Can you set out every line of the listing below as a numbered list, skipping any blank lines and leaving the pictures out of your answer?

■ ■ ■ ■ ■ ■ ■

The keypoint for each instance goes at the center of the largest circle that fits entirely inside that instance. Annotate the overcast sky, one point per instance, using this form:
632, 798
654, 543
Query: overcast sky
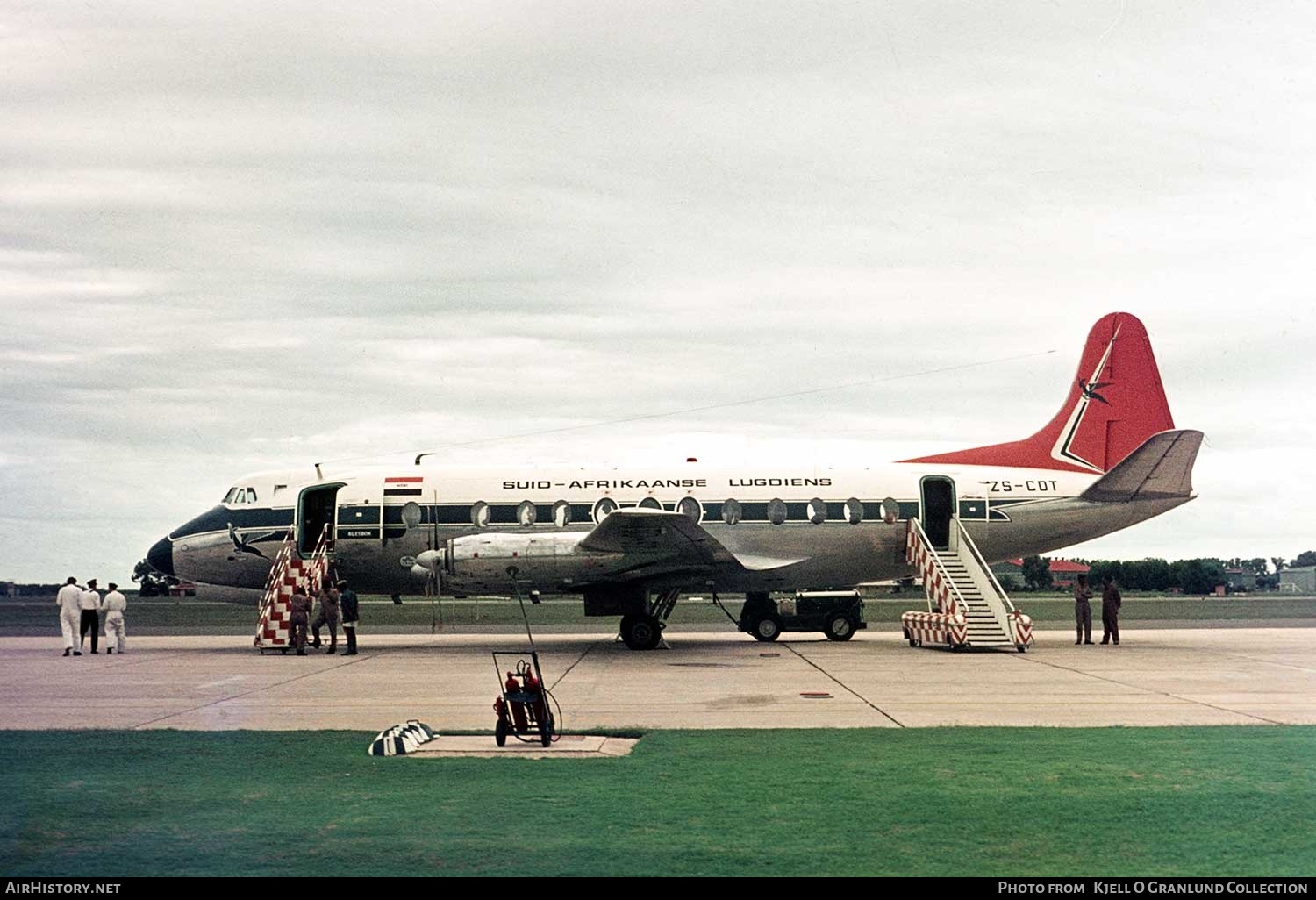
249, 236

■ ■ ■ ■ ■ ■ ■

* [FULL SOLUTION]:
1. The keypoint for each instance goes at the center of the largest circle that fits entirely inside that instance. Annotate the overcast sky, one point per instance, using this form:
2. 632, 798
3. 654, 543
4. Query: overcast sky
5. 249, 236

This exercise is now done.